## Выбранный отрывок:

__________________________________________________

Суд над Кацавом был предрешён заранее. Этот «процесс» продолжался свыше трёх лет и по сути происходил на городской площади – оркестрованный дирижёрами феминистского лобби и под противный визг целого оркестра государственных СМИ. Этому явлению самое чёткое определение дал Мишаэль Хешин, отставной вице-президент Верховного Суда, заявив: «Вмешательство СМИ однозначно наносит удар по судебному процессу. Если бы меня спросили, то – сегодня президент уже осуждён, поэтому завтра его адвокаты могут подняться и попросить стереть все обвинения, поскольку он уже осуждён». И ещё: «Проблема в том, что суды находятся под мощным давлением всевозможных публикаций в прессе. Судья должен быть сверхчеловеком, чтобы отключиться от всего, что слышат его уши и видят его глаза, и вести дело как полагается. Ведь судьи подсознательно поддаются влиянию, а, в конечном итоге, и мы все оказываемся в этой специфической атмосфере… Судье надо быть железным, чтобы игнорировать всё, что происходит вокруг него». В ответ на вопрос, действительно ли имеющие место утечки причинили зло Кацаву, судья Хешин ответил: «Да, однозначно. У меня в этом нет ни малейшего сомнения!»
Разве недостаточно того, что суд над Кацавом ведётся под покровом мрака, то есть за закрытыми дверьми? Общепринятый в наших краях повод для ведения процесса за закрытыми дверьми – защита личностей жалобщиц. Но самое интересное, что суды по сексуальным преступлениям, главным образом – по изнасилованиям, в большинстве стран Запада происходят при открытых дверях. Нам всем памятен суд над Майклом Джексоном, обвиняемым в целой серии предосудительных деяний по отношению к мальчику 12 лет. Этот мальчик, будучи несовершеннолетним 15-летним подростком, на суде над Джексоном давал свои показания не только при открытых дверях, но и под софитами телекамер в зале суда, и его свидетельства транслировались в прямом эфире на весь мир.
В суде, проходящем под покровом мрака, его справедливость не только не очевидна, она там попросту отсутствует. В полном противоречии с основным правилом, согласно которому защите обвиняемого всегда предоставляли право на последнее слово, в суде над Кацавом истица получила право не только на первое, но и на последнее слово, несмотря на возражения адвокатов. Из-за ведения дела за закрытыми дверьми, никто не знает об этом неподобающем решении суда – о решении, которое одно только может выбить почву из-под защиты на судебном процессе.
Вот что явилось главной причиной того, что, по просьбе прокуратуры, БАГАЦ в ходе обсуждения опубликованных утверждений, наложил строгий и полный запрет на опубликование аргументов защиты касательно некоторой проблематичности версии жалобщицы «А. из министерства туризма». Эта версия была воспринята мировым судом без ограничения и явилась основой для обвинения Кацава в двух актах изнасилования. Таким образом, никто никогда не узнает о сомнительном характере показаний этой дамы - даже с точки зрения искового заявления. А ведь мы ещё не сказали ни слова о том, что израильская судебная система, сама себя называющая – устами своих верных репортёров! - «великолепной», выдаёт такой процент обвинительных приговоров, коего нет ни в одной демократической стране – 99.9%!

__________________________________________________

## Инструкция к заданию:
Ответьте на вопросы по отрывку о суде над Кацавом:
1. Какую должность занимал Мишаэль Хешин?
2. Что в отрывке названо общепринятым поводом для ведения процесса за закрытыми дверьми?
3. В скольких актах изнасилования обвинили Кацава на основе версии жалобщицы «А. из министерства туризма»?

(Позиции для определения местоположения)
__________________________________________________

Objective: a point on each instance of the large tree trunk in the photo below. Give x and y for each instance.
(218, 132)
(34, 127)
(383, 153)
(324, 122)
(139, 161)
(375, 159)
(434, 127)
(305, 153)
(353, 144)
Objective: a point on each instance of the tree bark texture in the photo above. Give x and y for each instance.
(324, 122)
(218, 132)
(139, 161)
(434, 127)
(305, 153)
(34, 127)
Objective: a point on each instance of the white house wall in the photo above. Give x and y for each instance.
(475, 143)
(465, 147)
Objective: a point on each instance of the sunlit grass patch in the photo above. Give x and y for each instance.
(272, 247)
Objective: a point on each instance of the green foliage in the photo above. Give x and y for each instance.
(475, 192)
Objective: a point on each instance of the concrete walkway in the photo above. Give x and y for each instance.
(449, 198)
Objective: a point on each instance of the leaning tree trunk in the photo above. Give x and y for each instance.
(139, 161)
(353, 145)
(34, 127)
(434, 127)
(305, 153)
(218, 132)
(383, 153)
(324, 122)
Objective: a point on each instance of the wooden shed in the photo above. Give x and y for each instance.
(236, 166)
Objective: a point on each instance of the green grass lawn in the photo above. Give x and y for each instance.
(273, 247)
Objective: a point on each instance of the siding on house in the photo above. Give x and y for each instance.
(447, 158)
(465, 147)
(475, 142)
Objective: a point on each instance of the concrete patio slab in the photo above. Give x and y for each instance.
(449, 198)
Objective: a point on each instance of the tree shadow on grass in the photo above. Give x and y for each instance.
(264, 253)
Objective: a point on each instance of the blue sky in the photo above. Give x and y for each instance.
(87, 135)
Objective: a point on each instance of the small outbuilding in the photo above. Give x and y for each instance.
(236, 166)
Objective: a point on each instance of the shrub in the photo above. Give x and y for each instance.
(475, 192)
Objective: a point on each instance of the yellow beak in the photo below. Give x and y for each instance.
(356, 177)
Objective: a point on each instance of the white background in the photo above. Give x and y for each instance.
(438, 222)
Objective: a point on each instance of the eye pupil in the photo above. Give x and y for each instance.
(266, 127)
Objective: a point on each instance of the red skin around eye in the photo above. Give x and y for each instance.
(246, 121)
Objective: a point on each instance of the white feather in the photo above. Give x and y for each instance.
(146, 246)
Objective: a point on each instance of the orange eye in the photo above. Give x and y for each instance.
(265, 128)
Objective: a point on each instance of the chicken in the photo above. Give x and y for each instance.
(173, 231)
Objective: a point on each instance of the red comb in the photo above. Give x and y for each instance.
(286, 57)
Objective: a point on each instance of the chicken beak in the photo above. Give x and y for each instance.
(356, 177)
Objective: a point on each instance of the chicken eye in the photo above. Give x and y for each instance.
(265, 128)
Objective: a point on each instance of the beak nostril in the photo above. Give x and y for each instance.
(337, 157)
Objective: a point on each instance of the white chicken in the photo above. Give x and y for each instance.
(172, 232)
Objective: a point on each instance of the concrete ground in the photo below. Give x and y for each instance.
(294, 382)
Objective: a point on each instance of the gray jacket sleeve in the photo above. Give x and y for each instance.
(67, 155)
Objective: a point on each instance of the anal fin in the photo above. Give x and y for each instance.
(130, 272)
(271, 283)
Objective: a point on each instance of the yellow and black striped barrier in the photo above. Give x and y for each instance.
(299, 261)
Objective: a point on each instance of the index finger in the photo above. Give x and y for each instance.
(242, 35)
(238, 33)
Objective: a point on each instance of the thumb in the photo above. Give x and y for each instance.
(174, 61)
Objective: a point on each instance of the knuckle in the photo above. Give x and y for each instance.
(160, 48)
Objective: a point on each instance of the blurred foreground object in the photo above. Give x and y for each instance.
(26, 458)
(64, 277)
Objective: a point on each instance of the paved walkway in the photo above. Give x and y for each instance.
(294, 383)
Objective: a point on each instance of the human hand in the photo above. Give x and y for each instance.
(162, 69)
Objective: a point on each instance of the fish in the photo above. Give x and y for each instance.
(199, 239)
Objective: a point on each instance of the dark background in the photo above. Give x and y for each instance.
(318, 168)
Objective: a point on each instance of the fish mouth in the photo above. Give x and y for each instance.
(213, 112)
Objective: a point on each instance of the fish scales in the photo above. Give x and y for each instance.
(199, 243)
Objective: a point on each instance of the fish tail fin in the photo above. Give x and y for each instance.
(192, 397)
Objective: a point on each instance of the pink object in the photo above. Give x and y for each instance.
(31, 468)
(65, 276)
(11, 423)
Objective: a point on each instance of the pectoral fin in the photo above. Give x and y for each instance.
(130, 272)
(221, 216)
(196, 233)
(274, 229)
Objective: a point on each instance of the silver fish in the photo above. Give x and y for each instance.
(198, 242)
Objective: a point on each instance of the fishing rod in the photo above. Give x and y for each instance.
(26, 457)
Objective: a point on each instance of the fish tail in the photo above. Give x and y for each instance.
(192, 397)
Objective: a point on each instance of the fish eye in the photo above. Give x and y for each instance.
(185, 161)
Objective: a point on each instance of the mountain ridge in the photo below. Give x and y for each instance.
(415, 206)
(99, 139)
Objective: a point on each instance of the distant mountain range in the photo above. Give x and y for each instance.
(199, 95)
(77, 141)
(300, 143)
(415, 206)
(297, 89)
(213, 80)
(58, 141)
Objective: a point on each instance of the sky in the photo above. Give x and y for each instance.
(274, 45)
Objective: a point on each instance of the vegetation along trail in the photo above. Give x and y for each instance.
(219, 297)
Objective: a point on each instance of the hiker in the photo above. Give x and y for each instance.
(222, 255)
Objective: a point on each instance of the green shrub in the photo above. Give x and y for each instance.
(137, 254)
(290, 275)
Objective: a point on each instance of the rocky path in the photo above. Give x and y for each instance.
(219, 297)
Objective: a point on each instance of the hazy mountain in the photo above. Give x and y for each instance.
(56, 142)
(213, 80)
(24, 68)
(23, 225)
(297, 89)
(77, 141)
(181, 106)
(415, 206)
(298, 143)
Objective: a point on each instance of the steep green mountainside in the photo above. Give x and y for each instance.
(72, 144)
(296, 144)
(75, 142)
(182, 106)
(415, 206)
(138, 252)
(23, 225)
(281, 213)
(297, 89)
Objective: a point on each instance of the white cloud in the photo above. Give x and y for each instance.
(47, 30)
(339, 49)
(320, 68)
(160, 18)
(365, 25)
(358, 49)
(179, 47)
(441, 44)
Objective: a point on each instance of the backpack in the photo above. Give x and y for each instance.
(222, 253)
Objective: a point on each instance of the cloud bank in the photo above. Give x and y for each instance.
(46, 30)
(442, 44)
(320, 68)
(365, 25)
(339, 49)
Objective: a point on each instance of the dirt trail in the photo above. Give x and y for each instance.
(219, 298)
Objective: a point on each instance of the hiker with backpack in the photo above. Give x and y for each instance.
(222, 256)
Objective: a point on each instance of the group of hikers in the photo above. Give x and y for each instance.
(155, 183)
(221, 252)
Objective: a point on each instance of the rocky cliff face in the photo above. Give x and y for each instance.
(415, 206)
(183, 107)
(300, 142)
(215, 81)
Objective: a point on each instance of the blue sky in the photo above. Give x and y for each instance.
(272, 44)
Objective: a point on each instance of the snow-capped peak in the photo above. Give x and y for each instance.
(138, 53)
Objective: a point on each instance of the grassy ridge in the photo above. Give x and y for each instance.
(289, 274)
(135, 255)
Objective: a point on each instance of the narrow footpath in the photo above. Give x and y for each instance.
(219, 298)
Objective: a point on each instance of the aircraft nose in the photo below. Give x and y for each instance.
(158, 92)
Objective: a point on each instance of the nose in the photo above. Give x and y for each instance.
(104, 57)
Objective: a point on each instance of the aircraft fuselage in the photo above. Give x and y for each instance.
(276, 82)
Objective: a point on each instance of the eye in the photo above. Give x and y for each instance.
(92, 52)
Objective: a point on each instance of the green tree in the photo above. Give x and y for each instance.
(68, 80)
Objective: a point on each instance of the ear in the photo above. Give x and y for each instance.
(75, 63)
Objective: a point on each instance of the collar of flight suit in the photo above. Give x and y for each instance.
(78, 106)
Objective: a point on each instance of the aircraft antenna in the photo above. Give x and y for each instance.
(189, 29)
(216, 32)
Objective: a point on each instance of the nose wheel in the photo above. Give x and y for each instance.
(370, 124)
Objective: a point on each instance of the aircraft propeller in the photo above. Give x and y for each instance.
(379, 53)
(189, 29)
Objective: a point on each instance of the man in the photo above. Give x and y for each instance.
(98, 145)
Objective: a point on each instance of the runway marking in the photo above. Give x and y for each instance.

__________________________________________________

## Результат:
1. Он был отставным вице-президентом Верховного Суда.
2. Защита личностей жалобщиц.
3. В двух.